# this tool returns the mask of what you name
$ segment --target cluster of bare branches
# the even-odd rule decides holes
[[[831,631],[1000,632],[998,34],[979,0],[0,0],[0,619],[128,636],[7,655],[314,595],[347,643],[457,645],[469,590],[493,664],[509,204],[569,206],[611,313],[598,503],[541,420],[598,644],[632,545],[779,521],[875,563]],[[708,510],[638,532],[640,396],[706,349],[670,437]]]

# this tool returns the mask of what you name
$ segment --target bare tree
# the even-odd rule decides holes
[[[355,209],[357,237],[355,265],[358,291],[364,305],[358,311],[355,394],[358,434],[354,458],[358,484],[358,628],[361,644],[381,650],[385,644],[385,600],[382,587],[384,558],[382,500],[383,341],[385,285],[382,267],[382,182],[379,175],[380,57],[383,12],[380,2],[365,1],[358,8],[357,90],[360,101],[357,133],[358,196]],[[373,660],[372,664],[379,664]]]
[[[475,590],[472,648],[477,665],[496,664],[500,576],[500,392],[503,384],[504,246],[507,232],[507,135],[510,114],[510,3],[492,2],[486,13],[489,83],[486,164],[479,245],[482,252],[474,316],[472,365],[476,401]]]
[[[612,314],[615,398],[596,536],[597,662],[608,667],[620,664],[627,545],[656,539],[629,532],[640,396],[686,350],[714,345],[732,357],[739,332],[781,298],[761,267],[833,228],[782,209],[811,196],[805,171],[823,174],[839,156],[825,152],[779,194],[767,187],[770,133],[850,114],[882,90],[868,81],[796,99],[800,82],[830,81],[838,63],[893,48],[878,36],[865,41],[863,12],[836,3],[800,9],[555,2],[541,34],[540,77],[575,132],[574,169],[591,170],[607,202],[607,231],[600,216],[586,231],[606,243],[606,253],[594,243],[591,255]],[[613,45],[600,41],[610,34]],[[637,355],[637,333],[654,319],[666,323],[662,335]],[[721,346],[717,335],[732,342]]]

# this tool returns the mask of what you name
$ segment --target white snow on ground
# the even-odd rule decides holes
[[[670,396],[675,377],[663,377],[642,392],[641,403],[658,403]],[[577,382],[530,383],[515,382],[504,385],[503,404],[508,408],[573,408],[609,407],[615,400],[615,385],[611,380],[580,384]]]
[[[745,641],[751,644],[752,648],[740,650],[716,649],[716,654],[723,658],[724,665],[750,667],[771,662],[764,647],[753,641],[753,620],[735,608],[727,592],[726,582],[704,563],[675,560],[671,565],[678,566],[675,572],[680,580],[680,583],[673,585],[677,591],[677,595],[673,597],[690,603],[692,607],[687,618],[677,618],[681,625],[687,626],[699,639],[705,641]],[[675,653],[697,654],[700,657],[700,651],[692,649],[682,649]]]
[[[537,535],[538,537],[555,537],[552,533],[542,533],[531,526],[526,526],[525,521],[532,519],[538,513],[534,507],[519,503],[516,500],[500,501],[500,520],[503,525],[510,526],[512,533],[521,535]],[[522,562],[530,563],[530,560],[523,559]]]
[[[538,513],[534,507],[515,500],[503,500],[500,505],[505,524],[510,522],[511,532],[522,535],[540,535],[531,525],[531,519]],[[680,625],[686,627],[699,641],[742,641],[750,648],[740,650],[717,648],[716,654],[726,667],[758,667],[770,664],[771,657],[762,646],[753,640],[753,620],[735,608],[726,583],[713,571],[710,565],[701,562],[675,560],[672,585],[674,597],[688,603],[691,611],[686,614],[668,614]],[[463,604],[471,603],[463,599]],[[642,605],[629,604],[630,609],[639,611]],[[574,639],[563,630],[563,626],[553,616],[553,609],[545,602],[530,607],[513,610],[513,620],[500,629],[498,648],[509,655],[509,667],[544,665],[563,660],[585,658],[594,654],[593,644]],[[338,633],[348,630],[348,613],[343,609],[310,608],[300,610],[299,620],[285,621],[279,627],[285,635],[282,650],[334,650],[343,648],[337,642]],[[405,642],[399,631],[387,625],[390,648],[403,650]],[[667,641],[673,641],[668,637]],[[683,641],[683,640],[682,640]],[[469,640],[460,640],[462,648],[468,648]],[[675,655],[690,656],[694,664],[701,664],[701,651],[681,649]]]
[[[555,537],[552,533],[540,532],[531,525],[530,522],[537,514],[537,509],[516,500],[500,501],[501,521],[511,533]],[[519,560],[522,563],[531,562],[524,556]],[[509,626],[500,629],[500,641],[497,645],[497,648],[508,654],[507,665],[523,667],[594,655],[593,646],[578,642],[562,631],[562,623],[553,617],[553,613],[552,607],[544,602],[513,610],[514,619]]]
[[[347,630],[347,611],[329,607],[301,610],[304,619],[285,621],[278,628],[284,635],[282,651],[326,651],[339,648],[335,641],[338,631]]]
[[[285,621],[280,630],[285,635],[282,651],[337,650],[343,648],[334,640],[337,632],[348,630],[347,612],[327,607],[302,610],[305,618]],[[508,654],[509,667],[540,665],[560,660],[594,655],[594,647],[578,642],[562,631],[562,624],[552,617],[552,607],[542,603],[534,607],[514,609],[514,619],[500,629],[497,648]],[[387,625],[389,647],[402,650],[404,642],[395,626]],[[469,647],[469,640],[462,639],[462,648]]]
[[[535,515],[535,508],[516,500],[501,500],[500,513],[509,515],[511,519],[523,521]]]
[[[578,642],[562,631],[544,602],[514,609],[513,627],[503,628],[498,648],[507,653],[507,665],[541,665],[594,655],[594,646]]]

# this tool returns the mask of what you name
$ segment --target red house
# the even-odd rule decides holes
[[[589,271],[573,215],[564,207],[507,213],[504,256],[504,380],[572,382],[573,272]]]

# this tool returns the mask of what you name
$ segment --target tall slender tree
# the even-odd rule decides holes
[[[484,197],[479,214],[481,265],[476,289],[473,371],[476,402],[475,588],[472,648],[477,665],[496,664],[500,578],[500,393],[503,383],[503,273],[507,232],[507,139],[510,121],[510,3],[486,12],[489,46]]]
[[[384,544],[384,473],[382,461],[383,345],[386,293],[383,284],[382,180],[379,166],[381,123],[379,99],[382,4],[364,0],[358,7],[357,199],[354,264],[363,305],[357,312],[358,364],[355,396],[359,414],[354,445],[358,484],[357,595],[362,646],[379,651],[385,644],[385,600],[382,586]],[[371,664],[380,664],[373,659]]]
# # #
# What to do
Type the records out again. Match them exactly.

# The completed task
# this tool returns the mask of what you name
$ segment --target cluster of bare branches
# the even-odd rule decides holes
[[[831,631],[1000,632],[998,34],[979,0],[0,0],[0,619],[128,636],[7,655],[314,595],[347,643],[457,645],[469,590],[493,664],[509,204],[569,206],[611,313],[598,503],[541,420],[598,644],[632,545],[779,521],[875,563]],[[708,510],[638,532],[640,396],[706,349],[670,437]]]

# this tool returns the mask of what you name
$ segment --target bare tree
# the even-odd rule decides holes
[[[355,209],[357,237],[355,265],[358,291],[364,305],[358,311],[355,394],[358,434],[354,458],[358,484],[358,628],[361,644],[381,650],[385,644],[385,600],[382,587],[384,558],[382,500],[383,341],[385,285],[382,267],[382,182],[379,175],[380,57],[383,12],[380,2],[365,1],[358,8],[357,90],[360,101],[357,133],[358,196]],[[373,660],[372,664],[379,664]]]
[[[475,590],[472,648],[477,665],[496,664],[500,576],[500,392],[503,384],[504,246],[507,232],[507,135],[510,114],[510,3],[492,2],[486,13],[489,83],[486,164],[479,245],[482,252],[474,316],[472,365],[476,401]]]
[[[612,314],[615,398],[596,536],[597,662],[608,667],[620,664],[627,545],[656,539],[629,532],[640,396],[686,350],[714,345],[732,357],[739,332],[781,298],[761,267],[833,228],[782,209],[811,196],[805,171],[823,174],[839,156],[825,152],[779,194],[767,187],[770,133],[850,114],[882,90],[868,81],[796,99],[800,82],[830,81],[838,63],[893,48],[878,36],[865,41],[863,12],[836,3],[800,9],[555,2],[541,34],[540,77],[575,132],[574,169],[591,170],[607,202],[607,231],[600,216],[586,231],[606,243],[606,253],[594,243],[591,255]],[[613,45],[600,41],[610,34]],[[637,355],[637,333],[654,319],[666,323],[662,335]],[[721,346],[717,335],[732,342]]]

# this tool returns the mask of what you name
$ segment --target white snow on ground
# the even-odd rule decides holes
[[[670,396],[675,377],[663,377],[642,392],[641,403],[658,403]],[[577,382],[530,383],[515,382],[504,385],[503,404],[508,408],[573,408],[609,407],[615,400],[615,385],[611,380],[580,384]]]
[[[745,641],[751,644],[752,648],[740,650],[716,649],[716,654],[723,658],[724,665],[750,667],[771,662],[764,647],[753,641],[753,620],[735,608],[727,592],[726,582],[704,563],[675,560],[671,565],[678,566],[675,572],[680,580],[680,583],[673,585],[677,591],[677,595],[673,597],[690,603],[692,607],[687,618],[677,618],[681,625],[687,626],[699,639],[705,641]],[[675,653],[697,654],[700,657],[700,651],[692,649],[682,649]]]
[[[537,535],[538,537],[555,537],[552,533],[542,533],[531,526],[526,526],[525,521],[532,519],[538,513],[534,507],[519,503],[516,500],[500,501],[500,520],[503,525],[510,526],[512,533],[521,535]],[[522,562],[530,563],[530,560],[523,559]]]
[[[538,513],[534,507],[515,500],[503,500],[500,505],[505,524],[510,522],[511,532],[522,535],[540,535],[531,525],[531,519]],[[680,625],[686,627],[699,641],[742,641],[750,648],[740,650],[717,648],[716,654],[726,667],[758,667],[770,664],[771,657],[762,646],[753,640],[753,620],[735,608],[726,583],[713,571],[710,565],[701,562],[675,560],[672,585],[674,597],[688,603],[691,611],[686,614],[668,614]],[[463,604],[471,603],[463,599]],[[642,605],[629,604],[630,609],[639,611]],[[574,639],[563,630],[563,626],[553,616],[553,609],[545,602],[530,607],[513,610],[513,620],[500,629],[498,648],[509,655],[509,667],[544,665],[563,660],[585,658],[594,654],[593,644]],[[338,633],[348,630],[348,613],[343,609],[310,608],[300,610],[299,620],[285,621],[279,627],[285,635],[282,650],[334,650],[343,648],[337,642]],[[405,642],[399,631],[387,625],[390,648],[403,650]],[[667,641],[673,641],[668,637]],[[683,641],[683,640],[682,640]],[[469,640],[460,640],[462,648],[468,648]],[[675,655],[690,656],[694,664],[701,664],[701,651],[681,649]]]
[[[555,537],[552,533],[540,532],[531,525],[530,522],[537,514],[537,509],[516,500],[500,501],[501,521],[511,533]],[[519,560],[522,563],[531,562],[524,556]],[[509,626],[500,629],[500,641],[497,645],[497,648],[508,654],[507,665],[523,667],[594,655],[593,646],[578,642],[562,631],[562,623],[553,617],[553,613],[552,607],[544,602],[513,610],[514,619]]]
[[[347,630],[347,611],[329,607],[301,610],[304,619],[285,621],[278,628],[284,635],[282,651],[326,651],[339,648],[335,641],[338,631]]]
[[[285,621],[280,630],[285,635],[282,651],[337,650],[343,648],[334,640],[337,632],[348,630],[347,612],[327,607],[302,610],[305,618]],[[508,654],[509,667],[540,665],[560,660],[594,655],[594,647],[578,642],[562,631],[562,624],[552,617],[552,607],[542,603],[534,607],[514,609],[514,619],[500,629],[497,648]],[[387,625],[389,647],[402,650],[404,642],[395,626]],[[469,647],[469,640],[462,639],[462,648]]]
[[[535,515],[535,508],[516,500],[501,500],[500,513],[509,515],[511,519],[523,521]]]
[[[578,642],[562,631],[544,602],[514,609],[513,627],[503,628],[498,648],[507,653],[507,665],[541,665],[594,655],[594,646]]]

# this tool returns the mask of what you name
$ segment --target red house
# the even-odd rule decides holes
[[[589,271],[573,215],[564,207],[507,213],[504,256],[504,380],[572,382],[573,272]]]

# this tool returns the mask of what you name
$ segment --target tall slender tree
# the even-odd rule decides holes
[[[484,197],[479,214],[481,265],[476,289],[473,371],[476,402],[475,588],[472,648],[477,665],[496,664],[500,578],[500,393],[503,383],[503,273],[507,232],[507,139],[510,121],[510,3],[486,12],[489,46]]]
[[[384,544],[384,473],[382,461],[383,345],[386,293],[383,284],[382,180],[379,166],[381,123],[379,99],[382,4],[364,0],[358,7],[357,199],[354,264],[363,305],[357,312],[358,364],[355,396],[359,414],[354,445],[358,484],[357,595],[362,646],[379,651],[385,644],[385,600],[382,586]],[[371,664],[380,664],[373,659]]]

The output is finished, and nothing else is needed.